** START Supplied text **
Tuesday, December 12, 2006
Pants on Fire
Obviously, being lied to isn’t really a problem unless you believe it. So, for me, learning when not to believe has become a priority. It’s difficult (but not impossible) to spot a liar in someone you don’t know very well. There are body language signals you can watch for and other kinds of signs, but when interacting with a stranger, I find it distracting to focus my attention on trying to remember and notice the signs of a liar. I wind up asking him to repeat himself because I’ve been too busy trying to see if he’s telling the truth to even hear what he said.
In fact, the better you know a person, the easier it is to catch their lies. Specifically, after you've caught them in a lie once, you pay closer attention and watch for the next one (and it will come). You learn their unique “liar language,” the tics and quirks they take on when they practice to deceive.
But regardless of how well you know a person, the most absolute and surefire way to know if a person is lying is if they say something that you know for a fact is not true. Brilliant, right? And it’s not as hard as you might think. All you have to do is know things. Random things. Things that may not seem important at the time; things you wouldn’t imagine the person would lie about, as well as things you think they might lie about. Just know lots of things, and then pay attention to what they say. Not only what they say, but pay attention to what it is they want you to believe. Does it contradict some of the stuff you know to be true? What’s the person’s motivation for wanting you to believe the Untruth—honest mistake, self preservation or sinister manipulation?
Here’s some of the “liar language” I have learned over the years:
1) The classic sign of a liar is failure to make eye contact. Remember Ian, the crazy Englishman whose every word was a falsehood? This eye avoidance was something I noticed right away but dismissed it as a cultural difference or perhaps shyness or insecurity. In the absence of any other signs of shyness, I should have realized he was a bullshit artist from the moment we met. His eyes were constantly darting off to the side, bouncing off my face as he talked, peering at something across the room as though he were myopic.
** END Supplied text **
** START Excerpted records **
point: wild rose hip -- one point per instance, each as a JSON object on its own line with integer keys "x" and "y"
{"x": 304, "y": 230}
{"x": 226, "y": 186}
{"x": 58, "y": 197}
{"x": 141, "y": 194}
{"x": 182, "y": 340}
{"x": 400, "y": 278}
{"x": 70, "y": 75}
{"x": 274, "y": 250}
** END Excerpted records **
# What is expected:
Please copy the passage from the blog post on spotting liars word for word, beginning at the words "But regardless of" and stopping after "or sinister manipulation?". The items were drawn from a separate source.

# Answer to the problem:
But regardless of how well you know a person, the most absolute and surefire way to know if a person is lying is if they say something that you know for a fact is not true. Brilliant, right? And it’s not as hard as you might think. All you have to do is know things. Random things. Things that may not seem important at the time; things you wouldn’t imagine the person would lie about, as well as things you think they might lie about. Just know lots of things, and then pay attention to what they say. Not only what they say, but pay attention to what it is they want you to believe. Does it contradict some of the stuff you know to be true? What’s the person’s motivation for wanting you to believe the Untruth—honest mistake, self preservation or sinister manipulation?